* **Directive**
Starting with the line that contains "Could you please outline every instance of the stone" and going on through the line that contains "M 87 108 L 72", repeat those lines with "stone pavement" swapped for "brick pavement" and everything else left unchanged.

Items from a data source
* * *
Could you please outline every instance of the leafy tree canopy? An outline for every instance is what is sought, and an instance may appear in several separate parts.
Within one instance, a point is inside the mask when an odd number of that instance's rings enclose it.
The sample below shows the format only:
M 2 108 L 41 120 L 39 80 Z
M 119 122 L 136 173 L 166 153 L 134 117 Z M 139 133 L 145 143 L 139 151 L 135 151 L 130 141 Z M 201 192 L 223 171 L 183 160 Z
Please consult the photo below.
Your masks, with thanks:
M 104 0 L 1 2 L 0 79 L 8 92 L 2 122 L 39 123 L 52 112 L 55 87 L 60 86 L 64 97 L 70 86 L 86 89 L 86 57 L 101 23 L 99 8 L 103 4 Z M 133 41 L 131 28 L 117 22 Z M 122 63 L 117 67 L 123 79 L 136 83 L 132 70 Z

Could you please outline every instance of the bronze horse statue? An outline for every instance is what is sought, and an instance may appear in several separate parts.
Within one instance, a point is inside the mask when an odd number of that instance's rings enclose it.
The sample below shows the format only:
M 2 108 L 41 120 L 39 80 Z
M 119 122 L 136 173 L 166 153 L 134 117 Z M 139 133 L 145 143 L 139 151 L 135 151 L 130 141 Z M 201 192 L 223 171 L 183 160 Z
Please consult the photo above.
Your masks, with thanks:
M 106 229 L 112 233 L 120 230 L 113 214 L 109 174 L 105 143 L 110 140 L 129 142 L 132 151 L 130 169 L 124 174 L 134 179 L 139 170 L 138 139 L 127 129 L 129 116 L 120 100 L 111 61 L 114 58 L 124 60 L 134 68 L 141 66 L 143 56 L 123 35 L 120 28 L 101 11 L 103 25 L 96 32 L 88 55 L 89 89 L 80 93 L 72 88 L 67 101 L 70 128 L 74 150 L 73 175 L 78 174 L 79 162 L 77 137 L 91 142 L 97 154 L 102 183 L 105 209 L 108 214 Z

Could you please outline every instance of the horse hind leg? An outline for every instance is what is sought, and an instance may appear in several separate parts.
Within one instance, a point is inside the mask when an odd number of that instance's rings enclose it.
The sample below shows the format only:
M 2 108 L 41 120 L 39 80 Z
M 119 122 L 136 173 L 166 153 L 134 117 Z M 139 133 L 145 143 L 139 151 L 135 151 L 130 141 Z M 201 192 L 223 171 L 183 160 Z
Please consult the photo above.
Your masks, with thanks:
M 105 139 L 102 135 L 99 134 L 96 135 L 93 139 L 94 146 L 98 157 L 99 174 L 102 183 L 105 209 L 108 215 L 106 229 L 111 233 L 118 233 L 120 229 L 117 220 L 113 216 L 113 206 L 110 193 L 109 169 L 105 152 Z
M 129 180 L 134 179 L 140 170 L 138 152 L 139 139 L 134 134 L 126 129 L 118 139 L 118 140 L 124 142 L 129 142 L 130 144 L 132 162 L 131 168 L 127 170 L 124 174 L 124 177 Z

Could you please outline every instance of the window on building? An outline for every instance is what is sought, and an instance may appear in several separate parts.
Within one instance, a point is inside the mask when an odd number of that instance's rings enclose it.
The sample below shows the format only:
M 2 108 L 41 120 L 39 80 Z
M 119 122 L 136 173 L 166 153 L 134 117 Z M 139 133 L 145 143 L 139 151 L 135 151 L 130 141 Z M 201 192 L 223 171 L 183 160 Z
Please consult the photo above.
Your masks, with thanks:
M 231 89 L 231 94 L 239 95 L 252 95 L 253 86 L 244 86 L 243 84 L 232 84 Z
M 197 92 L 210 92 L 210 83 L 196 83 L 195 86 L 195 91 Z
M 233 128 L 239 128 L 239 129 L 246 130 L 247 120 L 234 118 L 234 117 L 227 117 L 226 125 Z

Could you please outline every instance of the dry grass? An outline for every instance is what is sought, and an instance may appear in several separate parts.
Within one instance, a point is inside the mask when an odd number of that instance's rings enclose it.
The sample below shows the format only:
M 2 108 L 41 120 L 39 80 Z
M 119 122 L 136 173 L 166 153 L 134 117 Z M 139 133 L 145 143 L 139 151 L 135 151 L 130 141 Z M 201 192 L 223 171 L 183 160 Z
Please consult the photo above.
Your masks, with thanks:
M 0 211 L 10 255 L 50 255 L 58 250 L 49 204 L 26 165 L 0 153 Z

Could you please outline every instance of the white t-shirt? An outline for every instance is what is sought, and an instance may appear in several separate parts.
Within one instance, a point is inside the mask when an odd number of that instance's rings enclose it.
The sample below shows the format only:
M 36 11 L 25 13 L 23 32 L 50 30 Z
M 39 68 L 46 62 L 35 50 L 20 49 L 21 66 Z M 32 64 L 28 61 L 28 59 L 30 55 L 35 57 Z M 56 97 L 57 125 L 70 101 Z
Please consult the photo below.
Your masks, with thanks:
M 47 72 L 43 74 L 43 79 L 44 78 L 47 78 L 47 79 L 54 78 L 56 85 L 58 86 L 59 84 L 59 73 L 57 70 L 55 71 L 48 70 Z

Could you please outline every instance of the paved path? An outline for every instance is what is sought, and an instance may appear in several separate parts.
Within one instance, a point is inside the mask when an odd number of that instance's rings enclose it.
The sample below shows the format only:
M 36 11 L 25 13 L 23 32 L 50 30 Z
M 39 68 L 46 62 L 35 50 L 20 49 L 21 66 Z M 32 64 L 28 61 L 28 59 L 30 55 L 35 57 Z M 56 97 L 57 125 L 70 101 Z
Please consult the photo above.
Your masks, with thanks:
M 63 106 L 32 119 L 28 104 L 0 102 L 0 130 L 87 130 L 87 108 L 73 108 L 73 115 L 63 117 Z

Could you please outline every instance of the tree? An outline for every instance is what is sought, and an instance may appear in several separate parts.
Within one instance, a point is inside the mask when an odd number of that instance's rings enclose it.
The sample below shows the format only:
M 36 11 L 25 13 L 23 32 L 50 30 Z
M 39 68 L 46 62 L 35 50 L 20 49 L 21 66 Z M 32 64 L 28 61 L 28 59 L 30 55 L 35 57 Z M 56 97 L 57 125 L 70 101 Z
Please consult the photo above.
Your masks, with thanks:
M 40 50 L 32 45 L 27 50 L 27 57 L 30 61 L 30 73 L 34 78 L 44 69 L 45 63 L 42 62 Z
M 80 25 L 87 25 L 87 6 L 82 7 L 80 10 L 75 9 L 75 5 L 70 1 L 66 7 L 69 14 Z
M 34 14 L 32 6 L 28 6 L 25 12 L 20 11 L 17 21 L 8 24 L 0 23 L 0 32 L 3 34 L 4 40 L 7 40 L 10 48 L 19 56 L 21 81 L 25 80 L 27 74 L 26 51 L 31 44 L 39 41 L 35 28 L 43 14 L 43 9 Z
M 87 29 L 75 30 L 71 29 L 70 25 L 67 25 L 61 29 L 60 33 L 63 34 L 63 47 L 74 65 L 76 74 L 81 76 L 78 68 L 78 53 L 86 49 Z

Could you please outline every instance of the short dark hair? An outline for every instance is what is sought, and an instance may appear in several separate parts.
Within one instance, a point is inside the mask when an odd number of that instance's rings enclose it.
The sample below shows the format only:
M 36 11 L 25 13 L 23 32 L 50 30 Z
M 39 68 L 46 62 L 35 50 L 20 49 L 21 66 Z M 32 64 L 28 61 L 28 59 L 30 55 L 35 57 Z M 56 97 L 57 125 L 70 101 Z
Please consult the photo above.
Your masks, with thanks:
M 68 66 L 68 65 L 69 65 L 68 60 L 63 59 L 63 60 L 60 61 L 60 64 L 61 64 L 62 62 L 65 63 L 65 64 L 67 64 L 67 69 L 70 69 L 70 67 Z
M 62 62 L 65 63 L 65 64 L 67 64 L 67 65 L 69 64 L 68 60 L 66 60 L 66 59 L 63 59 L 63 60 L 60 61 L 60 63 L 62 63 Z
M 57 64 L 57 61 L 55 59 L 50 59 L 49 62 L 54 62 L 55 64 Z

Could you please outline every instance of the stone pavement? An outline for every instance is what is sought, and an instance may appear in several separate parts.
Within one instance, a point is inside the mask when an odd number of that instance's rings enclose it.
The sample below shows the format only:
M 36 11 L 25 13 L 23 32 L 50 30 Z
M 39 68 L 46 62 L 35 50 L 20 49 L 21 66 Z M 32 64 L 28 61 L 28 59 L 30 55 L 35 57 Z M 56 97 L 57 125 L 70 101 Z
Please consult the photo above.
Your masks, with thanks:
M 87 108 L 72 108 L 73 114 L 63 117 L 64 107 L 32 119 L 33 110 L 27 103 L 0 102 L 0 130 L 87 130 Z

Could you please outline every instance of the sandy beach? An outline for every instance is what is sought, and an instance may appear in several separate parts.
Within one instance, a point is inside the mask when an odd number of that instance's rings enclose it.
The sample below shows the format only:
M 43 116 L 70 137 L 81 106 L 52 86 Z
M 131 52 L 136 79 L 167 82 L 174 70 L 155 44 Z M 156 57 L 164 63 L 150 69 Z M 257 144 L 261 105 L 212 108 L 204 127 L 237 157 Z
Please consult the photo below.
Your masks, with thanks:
* * *
* **Full response**
Could you please outline every instance of the brick pavement? An outline for every instance is what is sought, and an instance may appear in several separate parts.
Within one instance, a point is inside the mask when an odd number of that instance's rings enclose it.
The sample below shows the format only:
M 36 11 L 25 13 L 23 32 L 50 30 Z
M 39 68 L 46 62 L 35 50 L 20 49 L 21 66 Z M 32 64 L 28 61 L 28 59 L 30 55 L 35 57 Z M 56 97 L 57 125 L 70 101 Z
Please consult the photo above.
Your masks, with thanks:
M 87 108 L 72 108 L 73 114 L 63 117 L 64 107 L 32 119 L 33 110 L 27 103 L 0 102 L 0 130 L 87 130 Z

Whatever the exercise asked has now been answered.